- What this task involves -
Pull out every line below that contains the word "electrical". The match is case-sensitive.
┌────────
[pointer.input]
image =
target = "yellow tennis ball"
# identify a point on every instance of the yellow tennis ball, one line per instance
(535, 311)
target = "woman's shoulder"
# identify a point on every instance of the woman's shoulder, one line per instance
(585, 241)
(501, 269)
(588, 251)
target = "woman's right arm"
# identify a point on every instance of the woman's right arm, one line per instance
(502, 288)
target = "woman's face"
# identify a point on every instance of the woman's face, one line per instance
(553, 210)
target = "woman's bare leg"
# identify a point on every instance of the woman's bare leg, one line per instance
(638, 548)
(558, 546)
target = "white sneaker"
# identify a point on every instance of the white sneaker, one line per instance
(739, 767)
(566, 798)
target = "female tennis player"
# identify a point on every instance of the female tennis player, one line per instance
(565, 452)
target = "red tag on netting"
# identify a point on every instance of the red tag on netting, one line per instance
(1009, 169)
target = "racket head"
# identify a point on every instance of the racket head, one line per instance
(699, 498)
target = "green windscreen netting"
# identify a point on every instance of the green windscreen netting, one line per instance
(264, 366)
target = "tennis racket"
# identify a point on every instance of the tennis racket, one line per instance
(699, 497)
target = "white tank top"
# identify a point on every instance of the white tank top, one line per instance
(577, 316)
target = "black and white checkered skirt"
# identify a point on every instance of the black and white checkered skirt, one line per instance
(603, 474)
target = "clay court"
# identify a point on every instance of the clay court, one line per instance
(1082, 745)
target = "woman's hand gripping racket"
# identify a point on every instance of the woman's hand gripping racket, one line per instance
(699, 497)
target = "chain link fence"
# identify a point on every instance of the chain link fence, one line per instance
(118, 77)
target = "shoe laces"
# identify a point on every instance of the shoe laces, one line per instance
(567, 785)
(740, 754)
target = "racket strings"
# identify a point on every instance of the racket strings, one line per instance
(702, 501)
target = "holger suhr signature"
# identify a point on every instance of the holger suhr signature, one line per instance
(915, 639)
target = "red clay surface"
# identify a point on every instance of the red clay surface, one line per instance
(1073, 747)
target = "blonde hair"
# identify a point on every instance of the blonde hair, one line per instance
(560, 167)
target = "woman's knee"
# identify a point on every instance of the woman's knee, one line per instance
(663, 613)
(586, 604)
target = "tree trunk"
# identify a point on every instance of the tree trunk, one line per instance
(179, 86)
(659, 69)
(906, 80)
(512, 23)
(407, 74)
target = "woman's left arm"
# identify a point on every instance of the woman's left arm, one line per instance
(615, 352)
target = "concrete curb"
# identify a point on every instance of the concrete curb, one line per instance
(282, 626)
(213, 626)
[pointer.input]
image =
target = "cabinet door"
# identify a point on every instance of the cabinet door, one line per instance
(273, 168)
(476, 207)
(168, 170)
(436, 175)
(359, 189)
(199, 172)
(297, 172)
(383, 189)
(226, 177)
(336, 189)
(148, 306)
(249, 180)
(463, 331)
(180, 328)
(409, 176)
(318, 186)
└────────
┌────────
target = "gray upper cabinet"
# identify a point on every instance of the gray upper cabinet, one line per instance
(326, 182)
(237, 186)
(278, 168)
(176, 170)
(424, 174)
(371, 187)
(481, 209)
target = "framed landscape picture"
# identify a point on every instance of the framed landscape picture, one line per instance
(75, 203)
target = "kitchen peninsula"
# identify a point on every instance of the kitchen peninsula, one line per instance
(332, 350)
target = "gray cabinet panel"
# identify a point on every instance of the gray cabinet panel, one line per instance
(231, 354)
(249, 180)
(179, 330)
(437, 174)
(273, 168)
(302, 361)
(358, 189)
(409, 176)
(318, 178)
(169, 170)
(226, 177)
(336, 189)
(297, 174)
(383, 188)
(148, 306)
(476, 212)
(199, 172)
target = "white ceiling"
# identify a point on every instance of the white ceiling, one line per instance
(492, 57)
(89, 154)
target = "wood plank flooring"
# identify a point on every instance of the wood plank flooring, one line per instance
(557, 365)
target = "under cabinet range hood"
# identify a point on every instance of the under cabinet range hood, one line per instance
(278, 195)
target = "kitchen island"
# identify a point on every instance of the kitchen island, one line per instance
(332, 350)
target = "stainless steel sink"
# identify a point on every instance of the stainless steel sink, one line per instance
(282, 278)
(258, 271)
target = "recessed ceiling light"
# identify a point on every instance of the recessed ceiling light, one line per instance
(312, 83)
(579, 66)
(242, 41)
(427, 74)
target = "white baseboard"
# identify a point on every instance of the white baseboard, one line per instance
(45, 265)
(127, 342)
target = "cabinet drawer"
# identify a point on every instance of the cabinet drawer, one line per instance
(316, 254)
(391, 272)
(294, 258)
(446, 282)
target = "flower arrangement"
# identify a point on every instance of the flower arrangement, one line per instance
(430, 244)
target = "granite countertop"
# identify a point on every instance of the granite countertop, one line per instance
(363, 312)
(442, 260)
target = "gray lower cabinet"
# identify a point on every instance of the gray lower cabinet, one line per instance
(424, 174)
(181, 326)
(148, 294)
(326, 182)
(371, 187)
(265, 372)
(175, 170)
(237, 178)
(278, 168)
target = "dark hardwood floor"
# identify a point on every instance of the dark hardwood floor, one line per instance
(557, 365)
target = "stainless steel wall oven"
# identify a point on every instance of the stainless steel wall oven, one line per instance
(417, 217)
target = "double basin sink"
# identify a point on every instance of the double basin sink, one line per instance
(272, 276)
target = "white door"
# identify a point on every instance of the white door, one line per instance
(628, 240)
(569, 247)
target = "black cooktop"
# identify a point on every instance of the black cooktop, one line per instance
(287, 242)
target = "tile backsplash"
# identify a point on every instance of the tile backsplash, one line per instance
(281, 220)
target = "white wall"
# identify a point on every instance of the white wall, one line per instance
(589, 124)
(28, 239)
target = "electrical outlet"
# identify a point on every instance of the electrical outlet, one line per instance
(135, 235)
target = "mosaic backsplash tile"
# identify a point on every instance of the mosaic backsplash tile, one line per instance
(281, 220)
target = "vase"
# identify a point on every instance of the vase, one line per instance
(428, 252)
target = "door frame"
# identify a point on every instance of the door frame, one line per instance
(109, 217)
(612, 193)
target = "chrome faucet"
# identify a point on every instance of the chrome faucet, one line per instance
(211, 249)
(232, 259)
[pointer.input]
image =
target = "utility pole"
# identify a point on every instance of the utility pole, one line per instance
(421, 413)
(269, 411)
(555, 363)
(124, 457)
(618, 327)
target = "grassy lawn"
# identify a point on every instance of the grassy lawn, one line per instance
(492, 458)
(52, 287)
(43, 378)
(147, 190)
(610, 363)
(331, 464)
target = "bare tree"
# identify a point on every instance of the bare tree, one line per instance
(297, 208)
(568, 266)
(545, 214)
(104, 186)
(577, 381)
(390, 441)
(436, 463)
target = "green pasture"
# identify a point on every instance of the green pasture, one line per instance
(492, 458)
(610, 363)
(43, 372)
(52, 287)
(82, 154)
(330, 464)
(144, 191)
└────────
- Written reply -
target = "electrical outlet"
# identify a point on every instance of the electrical outlet, one line per instance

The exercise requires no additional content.